Some short personal random takes beyond the OSM piece, which was primarily focused on the new media aspects of the event:

  • It's amazing, in an odd sort of way, how politicians practically think and breathe in speeches. It's a bit like a salesman memorizing his patter (something I did for a few years) or a radio interviewee (something I've also done) knowing his. As James Lileks recently wrote, the trick is making the patter sound fresh each time you fire it off--because you know you'll be firing the riffs off all the time.
  • Some politicians go beyond that of course, to talk purely in soundbites. Bill Frist managed to work his medical background into just about every other sentence: I'm a physician. I'm a surgeon. As a doctor... And that was in the first minute of his speech to us.

    Say Bill, you're not a doctor by any chance, are you? If Frist runs for the White House, these lines have a very good chance of being his equivalent of another senator's cliche: a haughty, French-looking fellow from Massachusetts--who, by the way, served in Vietnam.

**Recorded data:**
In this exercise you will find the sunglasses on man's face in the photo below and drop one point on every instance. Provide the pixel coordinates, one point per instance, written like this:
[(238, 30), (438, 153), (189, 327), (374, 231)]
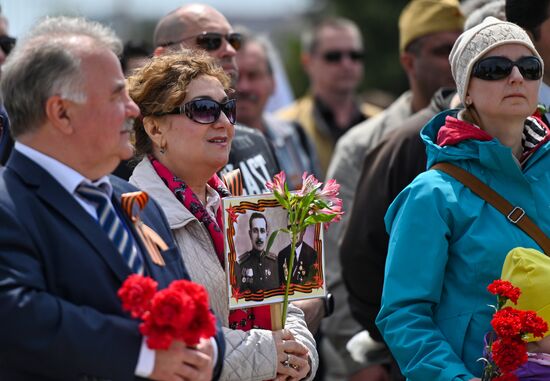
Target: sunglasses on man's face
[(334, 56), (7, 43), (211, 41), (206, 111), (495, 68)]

...

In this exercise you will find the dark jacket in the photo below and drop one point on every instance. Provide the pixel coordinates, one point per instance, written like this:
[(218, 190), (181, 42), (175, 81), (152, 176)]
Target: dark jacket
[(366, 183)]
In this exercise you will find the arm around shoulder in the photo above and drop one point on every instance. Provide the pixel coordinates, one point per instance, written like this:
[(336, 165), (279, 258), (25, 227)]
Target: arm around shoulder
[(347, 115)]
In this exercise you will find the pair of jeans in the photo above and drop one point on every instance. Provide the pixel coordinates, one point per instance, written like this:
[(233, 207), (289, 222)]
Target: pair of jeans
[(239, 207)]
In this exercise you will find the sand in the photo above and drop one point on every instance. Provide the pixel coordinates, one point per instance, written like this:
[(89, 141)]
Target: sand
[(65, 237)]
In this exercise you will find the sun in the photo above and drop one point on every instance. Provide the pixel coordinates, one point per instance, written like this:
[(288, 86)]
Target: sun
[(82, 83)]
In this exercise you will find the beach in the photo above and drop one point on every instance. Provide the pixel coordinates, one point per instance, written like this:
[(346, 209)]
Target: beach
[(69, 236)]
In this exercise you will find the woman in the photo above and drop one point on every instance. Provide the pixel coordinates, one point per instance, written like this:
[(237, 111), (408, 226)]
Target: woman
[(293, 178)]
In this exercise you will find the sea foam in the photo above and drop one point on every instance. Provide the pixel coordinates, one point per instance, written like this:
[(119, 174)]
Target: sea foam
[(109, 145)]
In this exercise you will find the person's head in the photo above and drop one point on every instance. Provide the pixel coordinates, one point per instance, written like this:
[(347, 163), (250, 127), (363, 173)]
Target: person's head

**Aim of the exercise:**
Retype the commentary on politicians' speeches from above exactly, word for word.

**Solution for this exercise:**
Some short personal random takes beyond the OSM piece, which was primarily focused on the new media aspects of the event:

  • It's amazing, in an odd sort of way, how politicians practically think and breathe in speeches. It's a bit like a salesman memorizing his patter (something I did for a few years) or a radio interviewee (something I've also done) knowing his. As James Lileks recently wrote, the trick is making the patter sound fresh each time you fire it off--because you know you'll be firing the riffs off all the time.
  • Some politicians go beyond that of course, to talk purely in soundbites. Bill Frist managed to work his medical background into just about every other sentence: I'm a physician. I'm a surgeon. As a doctor... And that was in the first minute of his speech to us.

    Say Bill, you're not a doctor by any chance, are you? If Frist runs for the White House, these lines have a very good chance of being his equivalent of another senator's cliche: a haughty, French-looking fellow from Massachusetts--who, by the way, served in Vietnam.